REQUIRED TASK A: Copy out, unchanged, the stretch of the records from the line containing "Every instance of the blue water" through the line containing "[(60, 405)]".

PASSAGE:
%%

In the computation of the average grade we should use a weighted sum such that larger courses count more than smaller courses. The weighted mean value of a set of numbers \( r_i \) with weights \( w_i \), \( i=0,\ldots,n-1 \), is given by $$ \begin{equation*} {\sum_{i=0}^{n-1} w_ir_i\over\sum_{i=0}^{n-1} w_i}\tp\end{equation*} $$ This weighted mean value must then be rounded to the nearest integer, which can be used as key in number2grade to find the corresponding grade expressed as a letter. The weight \( w_i \) is naturally taken as the number of credit points in the course with grade \( r_i \). The whole process is performed by the following function:

def average_grade(data, name):
    sum = 0; weights = 0
    for course in data[name]:
        weight = course['credit']
        grade  = course['grade']
        sum += grade2number[grade]*weight
        weights += weight
    avg = sum/float(weights)
    return number2grade[round(avg)]

The complete code is found in the file students.py. Running this program gives the following output of the average grades:

John Doe: B
Kari Nordmann: C
Jan Modaal: C

One feature of the students.py code is that the output of the names are sorted after the last name. How can we accomplish that? A straight for name in data loop will visit the keys in an unknown (random) order. To visit the keys in alphabetic order, we must use

for name in sorted(data):

This default sort will sort with respect to the first character in the name strings. We want a sort according to the last part of the name. A tailored sort function can then be written. In this function we extract the last word in the names and compare them:

def sort_names(name1, name2):
    last_name1 = name1.split()[-1]
    last_name2 = name2.split()[-1]
    if last_name1 < last_name2:
        return -1
    elif last_name1 > last_name2:
        return 1
    else:
        return 0

We can now pass on sort_names to the sorted function to get a sequence that is sorted with respect to the last word in the students' names:

for name in sorted(data, sort_names):
    print '%s: %s' % (name, average_grade(data, name))

%%

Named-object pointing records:
%%

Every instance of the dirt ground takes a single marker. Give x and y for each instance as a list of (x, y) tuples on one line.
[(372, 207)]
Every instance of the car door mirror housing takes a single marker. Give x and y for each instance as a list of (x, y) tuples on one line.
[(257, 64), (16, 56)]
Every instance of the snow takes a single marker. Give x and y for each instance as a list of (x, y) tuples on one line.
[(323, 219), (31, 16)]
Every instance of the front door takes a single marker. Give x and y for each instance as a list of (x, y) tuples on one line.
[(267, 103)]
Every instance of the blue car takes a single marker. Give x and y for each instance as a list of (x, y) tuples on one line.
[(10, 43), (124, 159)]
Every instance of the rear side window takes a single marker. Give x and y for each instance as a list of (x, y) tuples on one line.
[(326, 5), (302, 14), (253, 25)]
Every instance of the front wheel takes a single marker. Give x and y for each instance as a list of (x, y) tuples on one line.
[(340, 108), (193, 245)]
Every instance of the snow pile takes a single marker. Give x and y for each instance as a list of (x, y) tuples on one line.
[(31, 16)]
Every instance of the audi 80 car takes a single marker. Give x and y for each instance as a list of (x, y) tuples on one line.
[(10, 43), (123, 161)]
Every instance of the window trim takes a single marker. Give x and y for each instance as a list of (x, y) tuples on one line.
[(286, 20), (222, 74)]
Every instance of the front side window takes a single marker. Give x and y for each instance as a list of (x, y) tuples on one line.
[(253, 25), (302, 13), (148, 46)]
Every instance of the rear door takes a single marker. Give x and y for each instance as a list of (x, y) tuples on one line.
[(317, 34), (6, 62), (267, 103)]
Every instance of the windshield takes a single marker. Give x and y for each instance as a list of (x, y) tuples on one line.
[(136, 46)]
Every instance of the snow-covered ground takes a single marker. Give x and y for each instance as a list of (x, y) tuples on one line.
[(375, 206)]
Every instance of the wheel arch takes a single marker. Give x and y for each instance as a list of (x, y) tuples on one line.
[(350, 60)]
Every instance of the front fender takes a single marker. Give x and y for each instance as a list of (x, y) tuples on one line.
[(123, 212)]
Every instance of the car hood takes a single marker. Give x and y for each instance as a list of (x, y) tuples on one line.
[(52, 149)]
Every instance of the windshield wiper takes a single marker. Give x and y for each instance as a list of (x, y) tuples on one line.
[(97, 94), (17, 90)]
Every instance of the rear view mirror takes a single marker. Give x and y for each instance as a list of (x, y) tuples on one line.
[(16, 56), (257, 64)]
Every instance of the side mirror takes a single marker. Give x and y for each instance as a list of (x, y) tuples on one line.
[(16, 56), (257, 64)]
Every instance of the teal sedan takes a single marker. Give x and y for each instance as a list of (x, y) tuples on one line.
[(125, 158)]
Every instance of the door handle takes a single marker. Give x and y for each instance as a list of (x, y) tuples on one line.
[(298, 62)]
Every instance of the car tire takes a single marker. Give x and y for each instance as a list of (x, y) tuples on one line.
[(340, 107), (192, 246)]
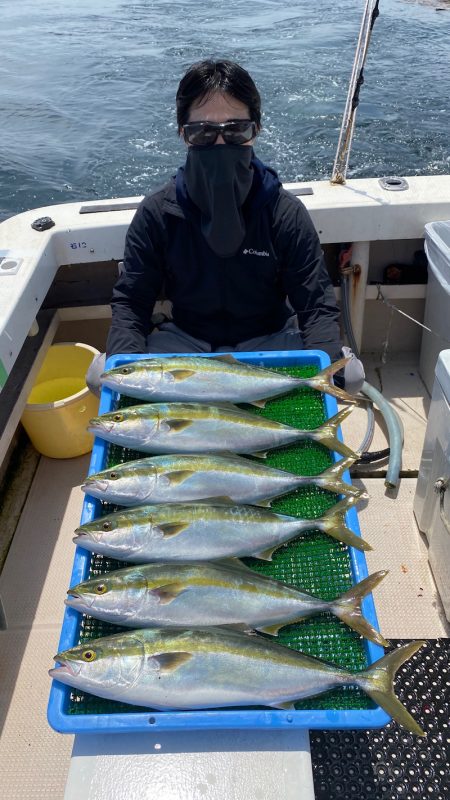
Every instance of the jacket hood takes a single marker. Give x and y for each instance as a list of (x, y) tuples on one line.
[(264, 189)]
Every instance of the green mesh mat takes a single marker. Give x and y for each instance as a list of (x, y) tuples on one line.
[(313, 561)]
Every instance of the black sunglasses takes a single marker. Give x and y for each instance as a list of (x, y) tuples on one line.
[(237, 131)]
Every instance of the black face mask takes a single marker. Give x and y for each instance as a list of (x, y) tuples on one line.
[(218, 179)]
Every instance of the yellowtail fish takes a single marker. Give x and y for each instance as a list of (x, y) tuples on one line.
[(205, 532), (164, 428), (214, 379), (184, 478), (215, 668), (211, 593)]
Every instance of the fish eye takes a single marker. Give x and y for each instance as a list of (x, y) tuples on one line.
[(89, 655)]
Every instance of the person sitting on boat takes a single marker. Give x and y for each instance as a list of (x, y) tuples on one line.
[(235, 253)]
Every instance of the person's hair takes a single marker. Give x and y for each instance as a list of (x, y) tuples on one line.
[(207, 77)]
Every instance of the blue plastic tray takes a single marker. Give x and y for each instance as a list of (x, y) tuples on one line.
[(133, 722)]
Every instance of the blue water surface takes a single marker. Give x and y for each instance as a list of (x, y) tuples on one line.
[(87, 89)]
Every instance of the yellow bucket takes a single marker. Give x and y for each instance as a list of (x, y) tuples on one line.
[(60, 405)]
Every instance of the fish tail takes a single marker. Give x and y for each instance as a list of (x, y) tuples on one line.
[(348, 608), (331, 479), (323, 381), (378, 682), (333, 524), (326, 434)]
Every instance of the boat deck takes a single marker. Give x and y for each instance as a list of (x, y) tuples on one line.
[(35, 761)]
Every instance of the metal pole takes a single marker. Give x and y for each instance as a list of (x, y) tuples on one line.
[(357, 79)]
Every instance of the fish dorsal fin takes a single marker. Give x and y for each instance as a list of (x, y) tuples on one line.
[(221, 500), (179, 476), (272, 630), (168, 662), (182, 373), (168, 592), (169, 529)]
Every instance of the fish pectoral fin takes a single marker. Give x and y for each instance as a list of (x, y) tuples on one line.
[(179, 476), (287, 706), (228, 359), (234, 563), (272, 630), (168, 592), (266, 555), (168, 662), (175, 425), (182, 374), (172, 529)]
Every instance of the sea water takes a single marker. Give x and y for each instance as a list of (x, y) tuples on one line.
[(87, 89)]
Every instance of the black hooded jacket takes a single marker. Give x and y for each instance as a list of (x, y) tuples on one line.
[(224, 301)]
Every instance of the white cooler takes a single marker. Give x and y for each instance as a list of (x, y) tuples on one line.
[(432, 498)]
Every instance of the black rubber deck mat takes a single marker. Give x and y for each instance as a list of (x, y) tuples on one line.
[(390, 763)]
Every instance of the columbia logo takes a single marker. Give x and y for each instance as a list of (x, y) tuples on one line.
[(251, 252)]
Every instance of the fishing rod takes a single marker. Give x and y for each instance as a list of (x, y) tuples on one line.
[(370, 14)]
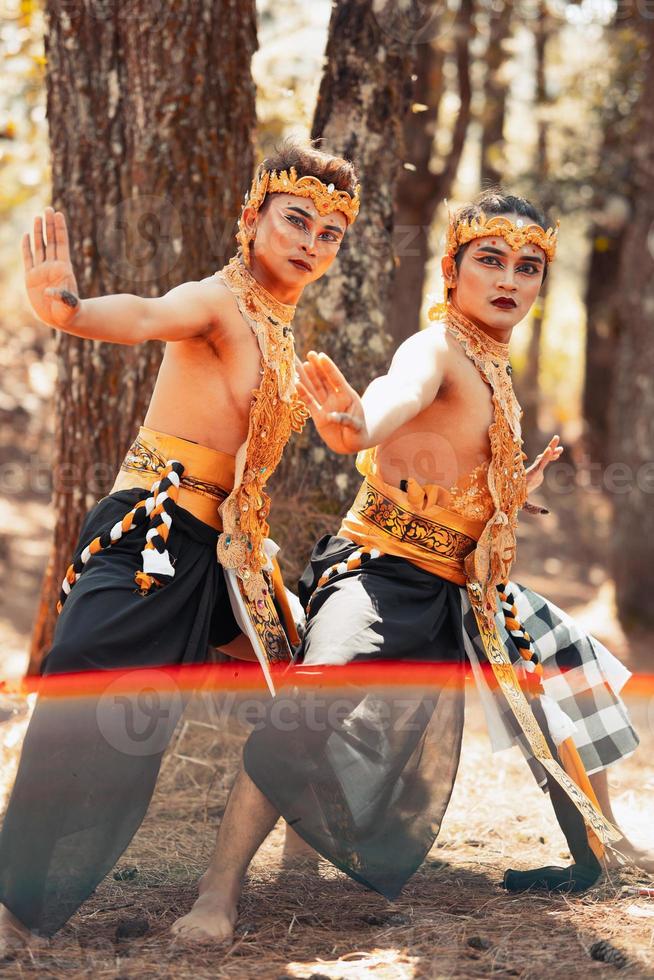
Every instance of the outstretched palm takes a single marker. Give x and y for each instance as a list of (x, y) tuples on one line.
[(335, 407), (536, 472), (49, 277)]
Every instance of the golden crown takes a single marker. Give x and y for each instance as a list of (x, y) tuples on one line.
[(515, 233), (325, 197)]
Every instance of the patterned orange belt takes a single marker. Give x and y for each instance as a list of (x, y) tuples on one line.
[(395, 522), (206, 482)]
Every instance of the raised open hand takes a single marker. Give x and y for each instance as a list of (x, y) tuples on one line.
[(536, 472), (335, 407), (49, 277)]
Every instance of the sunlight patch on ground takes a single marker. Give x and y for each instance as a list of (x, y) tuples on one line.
[(382, 964), (12, 733)]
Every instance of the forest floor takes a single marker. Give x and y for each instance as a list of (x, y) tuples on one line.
[(453, 919)]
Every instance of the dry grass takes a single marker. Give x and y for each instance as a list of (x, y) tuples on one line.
[(296, 925)]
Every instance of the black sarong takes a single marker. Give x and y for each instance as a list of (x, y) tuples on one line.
[(364, 773), (90, 760)]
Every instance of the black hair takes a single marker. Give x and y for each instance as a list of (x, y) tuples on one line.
[(309, 161)]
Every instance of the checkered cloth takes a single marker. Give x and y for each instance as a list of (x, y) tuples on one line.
[(579, 673)]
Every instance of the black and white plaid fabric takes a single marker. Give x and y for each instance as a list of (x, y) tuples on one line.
[(580, 674)]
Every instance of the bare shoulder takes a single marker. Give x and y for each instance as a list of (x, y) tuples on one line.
[(225, 312)]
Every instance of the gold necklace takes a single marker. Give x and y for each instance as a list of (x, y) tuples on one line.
[(485, 343)]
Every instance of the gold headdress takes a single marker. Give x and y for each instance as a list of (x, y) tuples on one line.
[(325, 197), (515, 233)]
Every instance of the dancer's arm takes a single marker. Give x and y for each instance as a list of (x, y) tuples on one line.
[(187, 311), (348, 423)]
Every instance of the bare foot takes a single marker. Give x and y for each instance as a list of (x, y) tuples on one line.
[(213, 917), (13, 934)]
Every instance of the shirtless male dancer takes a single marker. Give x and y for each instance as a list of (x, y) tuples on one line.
[(415, 575), (145, 588)]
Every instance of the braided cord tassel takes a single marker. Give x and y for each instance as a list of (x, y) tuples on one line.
[(518, 633), (142, 512), (356, 560), (156, 560)]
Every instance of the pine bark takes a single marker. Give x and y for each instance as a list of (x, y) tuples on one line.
[(495, 94), (632, 406), (421, 188), (151, 107), (364, 96)]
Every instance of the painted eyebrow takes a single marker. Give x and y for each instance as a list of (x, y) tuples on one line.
[(311, 217), (497, 251)]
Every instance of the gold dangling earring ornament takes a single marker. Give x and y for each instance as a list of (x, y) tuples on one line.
[(245, 239)]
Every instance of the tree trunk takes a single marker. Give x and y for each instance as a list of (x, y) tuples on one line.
[(362, 103), (611, 207), (631, 476), (150, 167), (495, 92), (528, 386), (420, 189), (601, 339)]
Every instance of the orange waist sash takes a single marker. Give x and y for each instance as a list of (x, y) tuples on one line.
[(411, 525), (206, 482)]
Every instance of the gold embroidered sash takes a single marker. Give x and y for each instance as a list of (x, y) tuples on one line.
[(410, 526)]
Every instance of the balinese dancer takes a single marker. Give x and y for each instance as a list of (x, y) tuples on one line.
[(418, 575), (177, 556)]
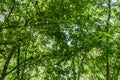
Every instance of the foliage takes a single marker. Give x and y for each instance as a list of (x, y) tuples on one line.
[(59, 39)]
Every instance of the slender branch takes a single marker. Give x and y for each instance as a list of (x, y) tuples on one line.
[(107, 29), (7, 63)]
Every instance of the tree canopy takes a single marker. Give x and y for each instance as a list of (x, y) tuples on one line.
[(59, 39)]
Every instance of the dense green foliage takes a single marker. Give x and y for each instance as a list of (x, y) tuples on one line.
[(59, 40)]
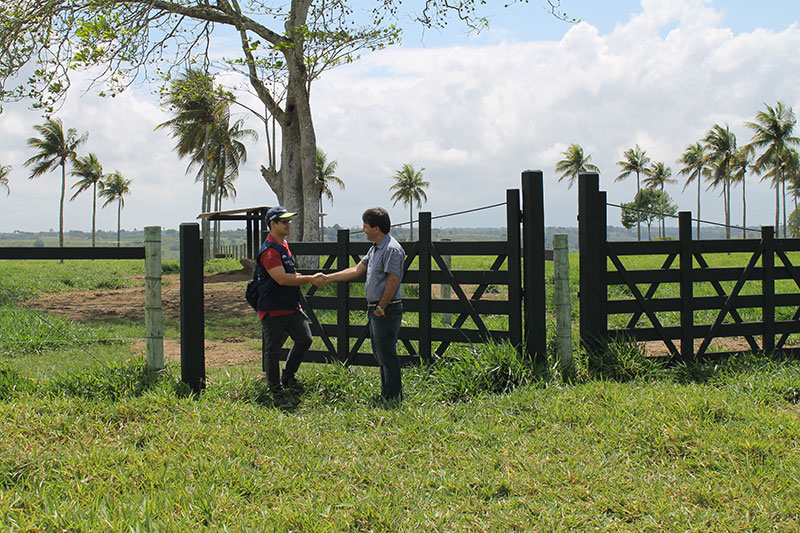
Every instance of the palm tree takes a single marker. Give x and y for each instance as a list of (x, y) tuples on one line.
[(791, 172), (54, 149), (694, 159), (772, 130), (635, 161), (326, 174), (90, 172), (574, 163), (115, 187), (5, 170), (660, 174), (742, 160), (226, 153), (721, 145), (197, 106), (409, 187)]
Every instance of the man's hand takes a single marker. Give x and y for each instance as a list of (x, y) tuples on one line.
[(319, 279)]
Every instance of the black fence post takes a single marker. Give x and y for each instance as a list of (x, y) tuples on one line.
[(342, 295), (687, 285), (768, 288), (193, 359), (425, 286), (513, 220), (251, 252), (593, 290), (533, 265)]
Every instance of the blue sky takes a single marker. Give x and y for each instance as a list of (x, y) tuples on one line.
[(474, 111)]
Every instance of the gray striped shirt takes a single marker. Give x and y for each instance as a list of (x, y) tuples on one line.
[(384, 258)]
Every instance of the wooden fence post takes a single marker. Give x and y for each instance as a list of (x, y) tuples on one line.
[(686, 262), (768, 288), (425, 286), (563, 305), (193, 359), (593, 264), (153, 313), (444, 294), (514, 254), (533, 265), (342, 295)]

%%

REQUIRED TASK B: Rewrite the stretch of the grade-averaging passage from "We can now pass" through "(name, average_grade(data, name))", swapping "sort_names" for "by_last_name".

EXERCISE OUTPUT A:
Every instance of the blue water surface takes a single marker. Give x and y for each instance as a list of (x, y) tuples on one line.
[(87, 89)]
Every instance of the yellow bucket takes a single marker. Give x and y for each instance as a list of (x, y) tuples on one line.
[(60, 405)]

EXERCISE OUTPUT B:
We can now pass on by_last_name to the sorted function to get a sequence that is sorted with respect to the last word in the students' names:

for name in sorted(data, by_last_name):
    print '%s: %s' % (name, average_grade(data, name))